### Requirements:
Copy the records without any change, starting at the line containing "eye, that would be a great help." and ending at the end of the records. Leave the pictures out.

### Exercise data:
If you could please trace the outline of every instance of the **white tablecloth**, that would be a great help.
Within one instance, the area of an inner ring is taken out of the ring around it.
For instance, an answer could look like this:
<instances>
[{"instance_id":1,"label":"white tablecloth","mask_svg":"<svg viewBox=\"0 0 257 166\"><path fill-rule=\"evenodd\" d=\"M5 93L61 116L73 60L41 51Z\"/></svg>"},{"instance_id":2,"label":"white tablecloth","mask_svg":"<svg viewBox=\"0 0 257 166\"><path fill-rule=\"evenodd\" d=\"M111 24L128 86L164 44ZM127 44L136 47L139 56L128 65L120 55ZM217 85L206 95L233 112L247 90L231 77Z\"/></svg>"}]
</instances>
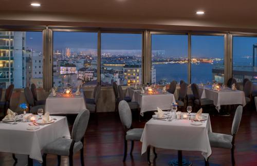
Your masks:
<instances>
[{"instance_id":1,"label":"white tablecloth","mask_svg":"<svg viewBox=\"0 0 257 166\"><path fill-rule=\"evenodd\" d=\"M216 109L219 111L221 106L246 104L245 93L243 91L232 91L227 88L220 91L214 91L210 88L199 87L201 98L207 98L213 100Z\"/></svg>"},{"instance_id":2,"label":"white tablecloth","mask_svg":"<svg viewBox=\"0 0 257 166\"><path fill-rule=\"evenodd\" d=\"M78 114L85 109L83 96L48 97L46 99L45 110L51 115Z\"/></svg>"},{"instance_id":3,"label":"white tablecloth","mask_svg":"<svg viewBox=\"0 0 257 166\"><path fill-rule=\"evenodd\" d=\"M194 115L195 114L191 113ZM145 123L141 138L141 154L149 146L166 149L196 151L202 152L207 159L212 153L208 132L212 132L210 118L201 126L193 126L186 119L174 119L172 121L154 120Z\"/></svg>"},{"instance_id":4,"label":"white tablecloth","mask_svg":"<svg viewBox=\"0 0 257 166\"><path fill-rule=\"evenodd\" d=\"M138 103L142 115L144 112L157 110L157 107L163 110L170 110L171 103L176 101L173 94L168 92L163 94L161 91L158 94L142 94L139 92L128 88L126 95L131 97L132 101Z\"/></svg>"},{"instance_id":5,"label":"white tablecloth","mask_svg":"<svg viewBox=\"0 0 257 166\"><path fill-rule=\"evenodd\" d=\"M52 117L57 120L34 131L27 130L29 122L1 123L0 152L29 155L30 158L42 162L41 150L45 146L58 138L70 138L66 117Z\"/></svg>"}]
</instances>

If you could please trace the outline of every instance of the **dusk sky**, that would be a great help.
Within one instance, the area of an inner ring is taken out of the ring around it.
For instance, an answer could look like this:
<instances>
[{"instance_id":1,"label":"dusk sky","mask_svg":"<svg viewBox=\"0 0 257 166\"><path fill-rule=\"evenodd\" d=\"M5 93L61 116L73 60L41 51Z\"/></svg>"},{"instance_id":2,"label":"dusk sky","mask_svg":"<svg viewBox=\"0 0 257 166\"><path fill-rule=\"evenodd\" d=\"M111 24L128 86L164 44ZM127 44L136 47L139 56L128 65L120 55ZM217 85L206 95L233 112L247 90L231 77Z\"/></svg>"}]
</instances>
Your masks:
<instances>
[{"instance_id":1,"label":"dusk sky","mask_svg":"<svg viewBox=\"0 0 257 166\"><path fill-rule=\"evenodd\" d=\"M102 33L103 50L141 50L142 36L140 34ZM224 55L224 37L192 36L192 55L197 57L222 57ZM257 37L233 37L233 54L245 56L252 54L252 45ZM26 47L42 51L41 32L26 32ZM167 56L175 57L188 52L188 37L183 35L152 35L153 50L164 50ZM97 33L53 32L54 50L65 47L97 48Z\"/></svg>"}]
</instances>

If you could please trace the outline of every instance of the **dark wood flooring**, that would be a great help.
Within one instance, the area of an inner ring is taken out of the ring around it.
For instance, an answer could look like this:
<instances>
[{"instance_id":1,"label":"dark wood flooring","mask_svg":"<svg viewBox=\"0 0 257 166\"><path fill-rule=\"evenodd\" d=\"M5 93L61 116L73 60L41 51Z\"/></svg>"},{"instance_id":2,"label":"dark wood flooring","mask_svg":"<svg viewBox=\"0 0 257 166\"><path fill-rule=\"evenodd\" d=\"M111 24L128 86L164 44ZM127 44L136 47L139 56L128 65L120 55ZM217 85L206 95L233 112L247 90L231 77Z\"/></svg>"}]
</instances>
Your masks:
<instances>
[{"instance_id":1,"label":"dark wood flooring","mask_svg":"<svg viewBox=\"0 0 257 166\"><path fill-rule=\"evenodd\" d=\"M252 110L244 109L236 136L235 158L237 165L257 165L257 113L255 108ZM232 111L230 116L212 116L213 132L230 134L233 114L234 111ZM145 120L139 122L137 119L138 116L134 116L134 127L143 128ZM123 128L117 114L99 113L98 125L94 121L93 116L91 117L85 137L86 165L148 165L146 154L141 155L140 142L135 142L133 156L128 154L126 162L122 162ZM130 142L128 147L130 148ZM157 149L156 151L158 157L153 164L154 165L168 165L169 160L177 157L176 150ZM204 165L204 157L200 152L183 151L183 157L191 160L193 165ZM26 156L17 155L17 158L18 163L16 165L26 165ZM229 150L213 148L210 164L210 165L231 165L230 158ZM47 165L57 165L56 156L48 155L47 160ZM80 161L79 153L78 153L74 156L74 165L80 165ZM61 162L62 165L68 165L67 157L62 157ZM11 154L0 152L0 165L12 165L13 162ZM41 165L41 164L34 161L34 165Z\"/></svg>"}]
</instances>

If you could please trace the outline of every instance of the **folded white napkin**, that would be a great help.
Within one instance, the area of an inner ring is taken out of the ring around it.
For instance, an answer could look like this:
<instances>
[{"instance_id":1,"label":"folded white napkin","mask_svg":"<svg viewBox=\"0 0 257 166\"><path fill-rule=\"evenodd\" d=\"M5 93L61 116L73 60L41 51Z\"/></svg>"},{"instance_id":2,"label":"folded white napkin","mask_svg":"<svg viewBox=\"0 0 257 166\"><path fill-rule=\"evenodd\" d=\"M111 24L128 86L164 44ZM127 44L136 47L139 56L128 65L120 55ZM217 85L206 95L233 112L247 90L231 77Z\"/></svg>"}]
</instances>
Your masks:
<instances>
[{"instance_id":1,"label":"folded white napkin","mask_svg":"<svg viewBox=\"0 0 257 166\"><path fill-rule=\"evenodd\" d=\"M7 115L3 119L4 120L12 120L13 115L14 112L11 110L10 109L8 109L7 110Z\"/></svg>"},{"instance_id":2,"label":"folded white napkin","mask_svg":"<svg viewBox=\"0 0 257 166\"><path fill-rule=\"evenodd\" d=\"M42 116L42 121L44 123L47 123L52 120L51 116L49 115L49 112L46 112L45 115Z\"/></svg>"},{"instance_id":3,"label":"folded white napkin","mask_svg":"<svg viewBox=\"0 0 257 166\"><path fill-rule=\"evenodd\" d=\"M158 112L154 112L155 115L156 115L158 117L163 117L164 115L163 111L159 107L157 107L157 111Z\"/></svg>"},{"instance_id":4,"label":"folded white napkin","mask_svg":"<svg viewBox=\"0 0 257 166\"><path fill-rule=\"evenodd\" d=\"M195 119L198 120L201 120L201 113L203 112L203 109L200 109L197 111L197 113L195 115Z\"/></svg>"},{"instance_id":5,"label":"folded white napkin","mask_svg":"<svg viewBox=\"0 0 257 166\"><path fill-rule=\"evenodd\" d=\"M141 92L140 92L140 93L144 93L144 90L143 89L143 87L141 88Z\"/></svg>"},{"instance_id":6,"label":"folded white napkin","mask_svg":"<svg viewBox=\"0 0 257 166\"><path fill-rule=\"evenodd\" d=\"M233 91L235 91L236 90L236 88L235 88L235 85L234 84L232 85L231 89Z\"/></svg>"},{"instance_id":7,"label":"folded white napkin","mask_svg":"<svg viewBox=\"0 0 257 166\"><path fill-rule=\"evenodd\" d=\"M162 88L162 92L163 93L166 93L167 92L167 91L166 90L166 86L164 86L163 88Z\"/></svg>"}]
</instances>

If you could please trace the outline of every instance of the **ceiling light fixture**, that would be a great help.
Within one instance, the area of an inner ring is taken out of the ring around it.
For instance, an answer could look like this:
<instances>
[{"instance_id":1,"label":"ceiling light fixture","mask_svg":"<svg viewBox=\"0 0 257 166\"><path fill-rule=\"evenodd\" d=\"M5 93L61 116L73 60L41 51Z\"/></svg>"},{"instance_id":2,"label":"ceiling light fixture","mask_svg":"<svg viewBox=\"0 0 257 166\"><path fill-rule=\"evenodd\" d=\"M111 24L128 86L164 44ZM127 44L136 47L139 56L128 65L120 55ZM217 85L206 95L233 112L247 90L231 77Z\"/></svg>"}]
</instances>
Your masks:
<instances>
[{"instance_id":1,"label":"ceiling light fixture","mask_svg":"<svg viewBox=\"0 0 257 166\"><path fill-rule=\"evenodd\" d=\"M198 11L196 12L196 14L198 14L198 15L203 15L203 14L205 14L205 12L203 11Z\"/></svg>"},{"instance_id":2,"label":"ceiling light fixture","mask_svg":"<svg viewBox=\"0 0 257 166\"><path fill-rule=\"evenodd\" d=\"M38 3L32 3L30 4L30 5L31 5L32 6L35 6L35 7L39 7L39 6L41 6L41 5L40 5L40 4L38 4Z\"/></svg>"}]
</instances>

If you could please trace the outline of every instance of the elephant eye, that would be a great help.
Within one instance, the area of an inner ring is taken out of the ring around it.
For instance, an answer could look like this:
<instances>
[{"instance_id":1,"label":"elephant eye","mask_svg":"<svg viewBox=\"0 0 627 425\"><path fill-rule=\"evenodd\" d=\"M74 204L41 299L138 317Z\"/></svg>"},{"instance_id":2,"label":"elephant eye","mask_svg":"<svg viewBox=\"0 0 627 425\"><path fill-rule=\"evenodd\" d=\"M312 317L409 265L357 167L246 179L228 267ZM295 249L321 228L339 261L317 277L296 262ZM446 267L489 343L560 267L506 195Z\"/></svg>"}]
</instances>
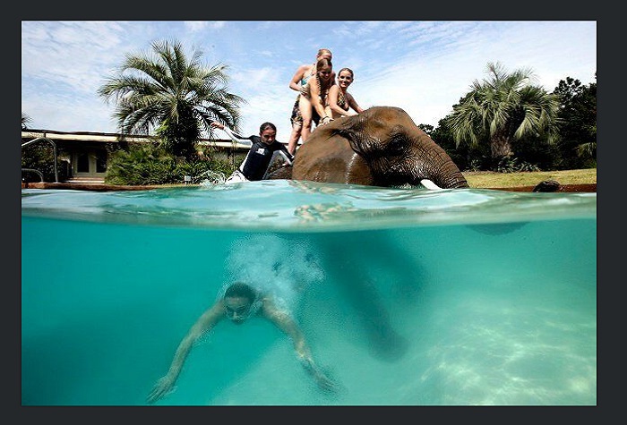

### Written response:
If you could please trace the outline of every instance of the elephant eye, that would be a great help.
Within one instance, the area of an inner ring is taken out of the ring around it.
For instance, an answer could look like this:
<instances>
[{"instance_id":1,"label":"elephant eye","mask_svg":"<svg viewBox=\"0 0 627 425\"><path fill-rule=\"evenodd\" d=\"M74 204L41 299L138 317Z\"/></svg>"},{"instance_id":2,"label":"elephant eye","mask_svg":"<svg viewBox=\"0 0 627 425\"><path fill-rule=\"evenodd\" d=\"M312 317L409 265L357 167L246 179L228 267ZM295 249L321 228L339 261L317 277L296 262ZM446 267L489 343L560 267L506 195Z\"/></svg>"}]
</instances>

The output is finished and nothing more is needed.